[Collection entries]
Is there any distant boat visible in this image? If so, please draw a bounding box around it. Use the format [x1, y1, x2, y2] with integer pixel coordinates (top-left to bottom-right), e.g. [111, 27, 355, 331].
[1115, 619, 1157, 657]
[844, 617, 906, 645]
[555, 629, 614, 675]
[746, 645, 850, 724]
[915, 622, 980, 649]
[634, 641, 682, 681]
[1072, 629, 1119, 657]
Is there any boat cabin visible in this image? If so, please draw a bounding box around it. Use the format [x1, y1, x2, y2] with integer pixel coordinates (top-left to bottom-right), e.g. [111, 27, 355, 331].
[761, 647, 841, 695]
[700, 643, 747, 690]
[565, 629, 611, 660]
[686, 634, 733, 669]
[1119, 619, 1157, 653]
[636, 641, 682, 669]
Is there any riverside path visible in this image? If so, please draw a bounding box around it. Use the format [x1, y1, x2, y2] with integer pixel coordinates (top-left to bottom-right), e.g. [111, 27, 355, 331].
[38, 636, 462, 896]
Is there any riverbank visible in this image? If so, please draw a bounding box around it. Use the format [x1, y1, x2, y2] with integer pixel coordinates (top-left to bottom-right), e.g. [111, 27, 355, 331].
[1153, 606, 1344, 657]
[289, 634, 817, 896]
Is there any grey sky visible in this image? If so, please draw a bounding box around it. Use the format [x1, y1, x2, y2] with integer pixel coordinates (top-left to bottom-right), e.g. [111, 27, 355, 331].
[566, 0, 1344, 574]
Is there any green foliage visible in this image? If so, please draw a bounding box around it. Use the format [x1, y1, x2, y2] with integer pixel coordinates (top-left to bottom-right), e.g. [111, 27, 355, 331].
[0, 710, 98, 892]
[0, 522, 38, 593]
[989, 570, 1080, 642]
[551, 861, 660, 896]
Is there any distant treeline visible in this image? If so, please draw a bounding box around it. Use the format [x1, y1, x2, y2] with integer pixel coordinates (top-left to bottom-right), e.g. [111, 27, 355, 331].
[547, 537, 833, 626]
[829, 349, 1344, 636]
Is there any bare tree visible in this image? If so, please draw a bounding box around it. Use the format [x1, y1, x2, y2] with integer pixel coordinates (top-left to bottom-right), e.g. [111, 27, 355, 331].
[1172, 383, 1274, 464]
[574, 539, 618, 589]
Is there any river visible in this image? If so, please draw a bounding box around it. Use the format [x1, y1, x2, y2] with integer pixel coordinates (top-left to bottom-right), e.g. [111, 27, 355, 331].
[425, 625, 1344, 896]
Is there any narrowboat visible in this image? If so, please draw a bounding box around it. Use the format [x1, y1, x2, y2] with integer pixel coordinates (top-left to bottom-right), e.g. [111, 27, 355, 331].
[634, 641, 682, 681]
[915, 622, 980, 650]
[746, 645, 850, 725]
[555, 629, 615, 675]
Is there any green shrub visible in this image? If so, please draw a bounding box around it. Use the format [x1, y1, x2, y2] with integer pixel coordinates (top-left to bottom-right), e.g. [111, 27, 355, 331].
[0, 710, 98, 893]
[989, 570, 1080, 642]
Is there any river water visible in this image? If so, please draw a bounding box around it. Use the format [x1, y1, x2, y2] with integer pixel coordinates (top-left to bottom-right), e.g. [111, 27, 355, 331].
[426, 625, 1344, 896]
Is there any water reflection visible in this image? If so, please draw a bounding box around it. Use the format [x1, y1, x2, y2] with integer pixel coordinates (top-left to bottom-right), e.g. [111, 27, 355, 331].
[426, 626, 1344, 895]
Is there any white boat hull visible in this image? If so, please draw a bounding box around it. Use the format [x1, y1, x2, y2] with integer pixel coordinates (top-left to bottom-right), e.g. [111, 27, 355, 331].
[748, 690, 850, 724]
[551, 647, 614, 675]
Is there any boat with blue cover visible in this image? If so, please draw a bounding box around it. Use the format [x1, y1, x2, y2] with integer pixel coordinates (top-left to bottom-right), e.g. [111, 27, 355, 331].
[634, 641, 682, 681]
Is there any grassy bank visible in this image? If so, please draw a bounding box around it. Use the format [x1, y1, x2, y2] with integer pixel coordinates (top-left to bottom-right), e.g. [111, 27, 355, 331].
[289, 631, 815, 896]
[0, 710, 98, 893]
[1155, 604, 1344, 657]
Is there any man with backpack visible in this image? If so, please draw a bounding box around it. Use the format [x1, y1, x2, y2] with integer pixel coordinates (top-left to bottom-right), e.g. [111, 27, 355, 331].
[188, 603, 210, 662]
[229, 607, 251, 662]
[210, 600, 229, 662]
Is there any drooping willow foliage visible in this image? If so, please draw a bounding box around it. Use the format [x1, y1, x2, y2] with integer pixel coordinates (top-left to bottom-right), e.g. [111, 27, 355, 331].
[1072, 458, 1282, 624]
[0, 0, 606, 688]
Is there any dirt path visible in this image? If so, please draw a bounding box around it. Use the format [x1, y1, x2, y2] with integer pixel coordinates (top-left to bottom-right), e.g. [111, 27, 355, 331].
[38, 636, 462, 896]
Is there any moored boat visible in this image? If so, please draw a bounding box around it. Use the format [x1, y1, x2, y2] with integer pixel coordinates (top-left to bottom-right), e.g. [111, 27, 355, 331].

---

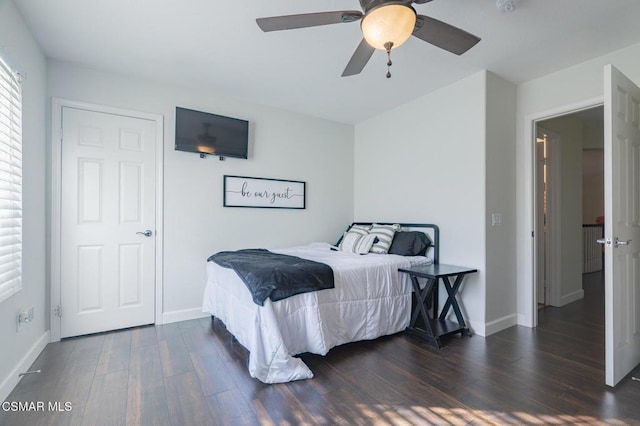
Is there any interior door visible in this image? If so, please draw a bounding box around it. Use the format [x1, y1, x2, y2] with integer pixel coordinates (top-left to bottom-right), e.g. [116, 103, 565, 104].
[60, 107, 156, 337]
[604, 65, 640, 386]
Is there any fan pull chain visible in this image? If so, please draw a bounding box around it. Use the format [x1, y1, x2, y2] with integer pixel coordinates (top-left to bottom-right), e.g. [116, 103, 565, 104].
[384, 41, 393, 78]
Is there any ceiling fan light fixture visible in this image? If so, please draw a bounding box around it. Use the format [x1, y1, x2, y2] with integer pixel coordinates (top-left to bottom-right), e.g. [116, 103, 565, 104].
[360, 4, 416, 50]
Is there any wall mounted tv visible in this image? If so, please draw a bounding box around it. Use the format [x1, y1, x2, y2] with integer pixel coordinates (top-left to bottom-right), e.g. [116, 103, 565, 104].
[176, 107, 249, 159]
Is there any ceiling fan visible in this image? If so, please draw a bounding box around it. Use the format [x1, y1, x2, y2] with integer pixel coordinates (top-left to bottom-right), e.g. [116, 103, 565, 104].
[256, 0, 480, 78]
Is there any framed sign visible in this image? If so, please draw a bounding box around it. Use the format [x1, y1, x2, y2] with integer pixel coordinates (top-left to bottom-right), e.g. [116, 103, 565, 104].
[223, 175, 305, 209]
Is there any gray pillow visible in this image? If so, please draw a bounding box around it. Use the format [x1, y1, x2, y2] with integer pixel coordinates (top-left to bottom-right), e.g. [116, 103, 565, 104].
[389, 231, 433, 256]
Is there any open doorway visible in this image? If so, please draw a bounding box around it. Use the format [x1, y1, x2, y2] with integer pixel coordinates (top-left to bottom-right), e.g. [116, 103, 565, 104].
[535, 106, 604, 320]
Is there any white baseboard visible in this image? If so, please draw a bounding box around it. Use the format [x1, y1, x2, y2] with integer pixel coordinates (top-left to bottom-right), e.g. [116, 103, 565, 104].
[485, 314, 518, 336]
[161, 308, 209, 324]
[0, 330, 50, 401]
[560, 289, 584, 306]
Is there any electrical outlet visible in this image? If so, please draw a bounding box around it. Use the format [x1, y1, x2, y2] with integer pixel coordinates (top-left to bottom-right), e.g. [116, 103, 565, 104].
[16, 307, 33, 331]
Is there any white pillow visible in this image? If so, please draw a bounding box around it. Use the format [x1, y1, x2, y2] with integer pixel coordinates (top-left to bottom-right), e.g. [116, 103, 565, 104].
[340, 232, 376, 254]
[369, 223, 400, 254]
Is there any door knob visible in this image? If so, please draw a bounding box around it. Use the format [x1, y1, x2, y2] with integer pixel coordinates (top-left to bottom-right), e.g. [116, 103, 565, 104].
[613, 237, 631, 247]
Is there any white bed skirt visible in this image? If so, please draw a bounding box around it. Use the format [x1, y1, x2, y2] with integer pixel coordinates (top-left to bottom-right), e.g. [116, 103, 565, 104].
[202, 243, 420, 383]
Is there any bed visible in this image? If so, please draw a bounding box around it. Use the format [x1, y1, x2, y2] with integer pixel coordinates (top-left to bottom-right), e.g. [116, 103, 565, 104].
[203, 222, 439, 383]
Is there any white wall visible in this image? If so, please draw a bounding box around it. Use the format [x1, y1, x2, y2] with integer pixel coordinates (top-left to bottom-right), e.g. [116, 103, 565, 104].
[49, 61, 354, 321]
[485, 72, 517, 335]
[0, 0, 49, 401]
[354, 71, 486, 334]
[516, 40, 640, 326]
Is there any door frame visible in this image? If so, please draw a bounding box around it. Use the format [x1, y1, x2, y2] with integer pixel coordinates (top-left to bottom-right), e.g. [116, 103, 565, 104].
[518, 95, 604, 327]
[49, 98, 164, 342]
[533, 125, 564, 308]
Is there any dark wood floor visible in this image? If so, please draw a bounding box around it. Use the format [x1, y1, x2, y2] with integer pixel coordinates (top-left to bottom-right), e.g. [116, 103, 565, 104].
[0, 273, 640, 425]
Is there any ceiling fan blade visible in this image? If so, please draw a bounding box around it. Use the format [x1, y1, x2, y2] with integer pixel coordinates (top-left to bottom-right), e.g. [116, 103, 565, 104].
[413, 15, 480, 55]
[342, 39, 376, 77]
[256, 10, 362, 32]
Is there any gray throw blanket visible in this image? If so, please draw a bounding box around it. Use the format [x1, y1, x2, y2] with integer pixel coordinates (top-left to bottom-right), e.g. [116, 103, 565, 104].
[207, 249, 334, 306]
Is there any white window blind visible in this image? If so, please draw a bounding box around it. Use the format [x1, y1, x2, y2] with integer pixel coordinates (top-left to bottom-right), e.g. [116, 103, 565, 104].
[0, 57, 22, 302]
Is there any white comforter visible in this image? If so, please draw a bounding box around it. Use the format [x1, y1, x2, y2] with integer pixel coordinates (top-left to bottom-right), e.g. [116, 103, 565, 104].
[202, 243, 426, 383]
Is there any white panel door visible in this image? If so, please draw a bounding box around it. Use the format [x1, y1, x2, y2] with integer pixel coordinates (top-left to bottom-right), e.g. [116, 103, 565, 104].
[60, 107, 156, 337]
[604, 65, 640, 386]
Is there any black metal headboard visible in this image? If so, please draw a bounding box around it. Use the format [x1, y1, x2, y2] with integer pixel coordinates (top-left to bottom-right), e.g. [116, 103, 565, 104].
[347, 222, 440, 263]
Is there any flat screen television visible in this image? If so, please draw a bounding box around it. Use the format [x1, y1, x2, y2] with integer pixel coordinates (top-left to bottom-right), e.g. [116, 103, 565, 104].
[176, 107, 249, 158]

§ **Exercise instructions**
Copy the stretch of the data from the line containing "Is there any distant boat" through the line containing "[1072, 629, 1119, 657]", reproducing each line unchanged.

§ **Reply to the exercise**
Is there any distant boat visible in this image? If so, please draw a bounding box around it. Use the format [x1, y1, x2, y2] with integer pixel coordinates (top-left to bottom-right), e.g. [111, 27, 355, 331].
[1115, 619, 1157, 657]
[844, 617, 906, 645]
[555, 629, 614, 675]
[746, 645, 850, 724]
[915, 622, 980, 649]
[634, 641, 682, 681]
[1072, 629, 1119, 657]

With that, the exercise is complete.